• TASK OBJECTIVE: Repeat all the data that appears below, keeping it exact.

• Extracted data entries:
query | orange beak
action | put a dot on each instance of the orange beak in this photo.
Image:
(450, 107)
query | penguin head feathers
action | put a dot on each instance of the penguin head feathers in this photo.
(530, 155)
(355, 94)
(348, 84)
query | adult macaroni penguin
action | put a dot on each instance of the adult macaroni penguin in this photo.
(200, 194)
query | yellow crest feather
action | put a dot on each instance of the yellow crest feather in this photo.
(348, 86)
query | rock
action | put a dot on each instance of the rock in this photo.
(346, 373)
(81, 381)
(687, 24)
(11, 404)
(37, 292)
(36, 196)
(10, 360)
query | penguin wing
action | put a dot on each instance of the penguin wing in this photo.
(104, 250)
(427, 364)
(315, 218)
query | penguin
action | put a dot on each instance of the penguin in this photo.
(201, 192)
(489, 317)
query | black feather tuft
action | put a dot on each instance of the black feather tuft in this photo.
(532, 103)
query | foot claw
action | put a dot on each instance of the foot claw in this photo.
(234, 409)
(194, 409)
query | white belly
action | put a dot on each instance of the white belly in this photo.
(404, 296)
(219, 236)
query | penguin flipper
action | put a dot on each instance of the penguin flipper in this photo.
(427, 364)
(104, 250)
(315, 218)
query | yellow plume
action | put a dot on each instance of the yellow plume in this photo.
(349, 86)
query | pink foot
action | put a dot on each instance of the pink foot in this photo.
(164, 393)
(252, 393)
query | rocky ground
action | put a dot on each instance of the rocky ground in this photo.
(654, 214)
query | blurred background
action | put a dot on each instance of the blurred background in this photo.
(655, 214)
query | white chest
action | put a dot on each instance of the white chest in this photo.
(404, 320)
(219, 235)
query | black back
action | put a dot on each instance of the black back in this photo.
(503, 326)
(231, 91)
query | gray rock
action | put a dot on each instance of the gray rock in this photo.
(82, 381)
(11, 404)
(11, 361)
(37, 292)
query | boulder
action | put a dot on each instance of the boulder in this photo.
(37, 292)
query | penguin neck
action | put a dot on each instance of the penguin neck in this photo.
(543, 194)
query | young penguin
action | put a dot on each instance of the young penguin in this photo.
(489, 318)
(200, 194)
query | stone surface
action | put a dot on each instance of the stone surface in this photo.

• EXERCISE ANSWER:
query | orange beak
action | put a dot on each instance of the orange beak in this photo.
Image:
(450, 107)
query | penguin head feathers
action | put a dot on each instance of the penguin head feathers in this photo.
(530, 155)
(355, 94)
(348, 84)
query | adult macaroni penguin
action | put a dot on each instance of the adult macaroni penguin in this photo.
(200, 194)
query | yellow crest feather
action | put a dot on each instance of the yellow crest feather in this photo.
(348, 86)
query | rock
action | put a dot on each instance of the rock in this photo.
(346, 373)
(81, 381)
(687, 24)
(11, 404)
(37, 292)
(36, 196)
(10, 360)
query | penguin wing
action | put a dot on each instance of the penguin wing in this photo.
(104, 250)
(427, 364)
(315, 218)
query | penguin
action | put a dot on each instance of the penguin in this photo.
(201, 192)
(489, 317)
query | black feather tuft
action | put a dot on each instance of the black feather tuft in this photo.
(532, 103)
query | foot claw
action | put a dot on each instance of the foot claw in this photo.
(234, 409)
(194, 409)
query | white belly
action | put a dot on each instance of the white belly in this photo.
(404, 296)
(219, 236)
query | penguin flipper
action | put a dot on each instance of the penguin flipper in this photo.
(427, 364)
(104, 250)
(315, 218)
query | yellow plume
action | put a dot on each instance of the yellow plume in this photo.
(349, 86)
query | pink foot
action | put a dot on each instance of the pink foot in this photo.
(164, 393)
(252, 393)
query | rocky ground
action | put a dot on each instance of the rocky ground in this photo.
(654, 214)
query | blurred background
action | put a dot on each instance of the blurred background in this photo.
(655, 214)
query | white chest
action | put a dot on each instance of the white chest in this photo.
(404, 320)
(219, 235)
query | black back
action | put a dot on each instance of the black back in this photo.
(503, 326)
(231, 91)
query | gray rock
action | put a dot on each instance of the gray rock in this photo.
(82, 381)
(11, 404)
(11, 361)
(37, 292)
query | boulder
action | put a dot on each instance of the boulder in this photo.
(37, 292)
query | penguin neck
action | put a dot on each instance of the penguin neck in this photo.
(543, 194)
query | young penguin
action | put a dot on each instance of the young penguin in this photo.
(489, 318)
(200, 194)
query | stone surface
action | put a dot on each instance of the stone surface in this photo.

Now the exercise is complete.